Stated goal:
Answer these questions from the passage on Shakespeare in translation.
1. Which two translators used "white" for "fair," and into which languages?
2. What word did Victor Hugo choose for "fair"?
3. Which verb from Hamlet's speech does the passage call "Swiss-knife"?

Act 1 Scene 3 of Othello offers another interesting instance (which is the focus of Tom Cheeseman’s Version Variation Visualization: Multi-Lingual Crowd Sourcing of Shakespeare’s Othello):

 If virtue no delighted beauty lack,

Your son-in-law is far more fair than black.

Translations of these lines into different languages deal with the meanings of “fair” and “black” rather differently. Mikhail Lozinskij’s Russian translation says “Since honor is a source of light of virtue, / Then your son-in-law is light, and by no means black.” Christopher Martin Wieland and Ángel Luis Pujante used white in German and Spanish (respectively) to translate “fair,” while Victor Hugo chose “shining.” It’s eye opening to see how translation opens up the text in new ways.

(5) Class units can be designed around watching videos on Global Shakespeares and discussing the English subtitles. It is eye opening for students to experience Hamlet’s “to be or not to be” speech in languages other than English. The vague, versatile, and “Swiss-knife” verb “to be” is as ambiguous in English as it is in many other languages. Sometimes it is translated as “to have” (but to have or not to have what!?), to do, to die, and so on. Go to this page to listen to the speeches.

Record set:
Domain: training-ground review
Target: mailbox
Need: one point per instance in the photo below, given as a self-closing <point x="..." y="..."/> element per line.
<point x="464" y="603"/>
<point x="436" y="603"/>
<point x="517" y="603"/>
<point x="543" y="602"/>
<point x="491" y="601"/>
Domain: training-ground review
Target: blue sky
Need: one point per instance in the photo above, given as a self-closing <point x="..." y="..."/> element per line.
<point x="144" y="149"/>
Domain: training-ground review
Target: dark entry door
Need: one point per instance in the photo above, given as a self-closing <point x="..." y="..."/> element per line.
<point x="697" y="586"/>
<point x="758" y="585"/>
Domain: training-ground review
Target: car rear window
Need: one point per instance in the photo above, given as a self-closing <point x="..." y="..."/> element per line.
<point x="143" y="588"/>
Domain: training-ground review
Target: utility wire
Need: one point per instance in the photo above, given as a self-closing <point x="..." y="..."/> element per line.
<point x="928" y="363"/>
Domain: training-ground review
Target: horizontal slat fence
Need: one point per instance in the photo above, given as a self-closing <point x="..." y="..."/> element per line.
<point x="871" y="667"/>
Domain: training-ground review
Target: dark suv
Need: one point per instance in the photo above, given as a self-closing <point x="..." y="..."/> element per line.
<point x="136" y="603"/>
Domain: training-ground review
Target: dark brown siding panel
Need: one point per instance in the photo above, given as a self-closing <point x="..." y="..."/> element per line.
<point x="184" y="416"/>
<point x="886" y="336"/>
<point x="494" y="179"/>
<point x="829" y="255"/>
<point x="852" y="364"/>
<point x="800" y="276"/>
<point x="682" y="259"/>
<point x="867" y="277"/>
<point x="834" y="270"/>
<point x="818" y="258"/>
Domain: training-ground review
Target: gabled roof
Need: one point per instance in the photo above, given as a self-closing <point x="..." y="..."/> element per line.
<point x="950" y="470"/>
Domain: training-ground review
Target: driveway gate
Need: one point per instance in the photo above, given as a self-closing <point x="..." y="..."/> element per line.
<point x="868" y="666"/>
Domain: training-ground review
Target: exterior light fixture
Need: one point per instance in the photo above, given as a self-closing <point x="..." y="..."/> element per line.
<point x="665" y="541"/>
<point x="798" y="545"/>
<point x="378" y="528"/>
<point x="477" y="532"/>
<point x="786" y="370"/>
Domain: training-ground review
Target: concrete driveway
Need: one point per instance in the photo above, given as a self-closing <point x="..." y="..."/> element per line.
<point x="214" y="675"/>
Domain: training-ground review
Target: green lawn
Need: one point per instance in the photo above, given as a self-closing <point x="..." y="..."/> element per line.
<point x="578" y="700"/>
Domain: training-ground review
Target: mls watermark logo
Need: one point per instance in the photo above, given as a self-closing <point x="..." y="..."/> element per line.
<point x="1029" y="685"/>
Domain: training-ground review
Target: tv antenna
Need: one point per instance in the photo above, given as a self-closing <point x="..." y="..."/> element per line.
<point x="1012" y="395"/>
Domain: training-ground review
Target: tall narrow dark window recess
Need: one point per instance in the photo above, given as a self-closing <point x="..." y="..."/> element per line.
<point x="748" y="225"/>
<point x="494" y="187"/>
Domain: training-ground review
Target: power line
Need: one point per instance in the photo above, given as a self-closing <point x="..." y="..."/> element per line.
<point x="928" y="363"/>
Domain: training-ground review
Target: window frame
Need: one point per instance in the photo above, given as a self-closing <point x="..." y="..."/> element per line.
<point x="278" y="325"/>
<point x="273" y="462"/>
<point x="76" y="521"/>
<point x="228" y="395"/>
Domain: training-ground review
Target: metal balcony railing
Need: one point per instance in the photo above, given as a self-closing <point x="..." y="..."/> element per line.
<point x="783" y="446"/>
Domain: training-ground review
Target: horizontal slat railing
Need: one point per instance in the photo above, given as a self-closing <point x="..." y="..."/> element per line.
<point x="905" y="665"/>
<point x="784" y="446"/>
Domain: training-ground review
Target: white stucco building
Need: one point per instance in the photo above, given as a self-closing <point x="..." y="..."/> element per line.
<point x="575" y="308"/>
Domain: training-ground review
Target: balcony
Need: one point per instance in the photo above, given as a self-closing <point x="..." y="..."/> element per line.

Response to this exercise:
1. Christopher Martin Wieland (German) and Ángel Luis Pujante (Spanish).
2. "Shining."
3. "To be."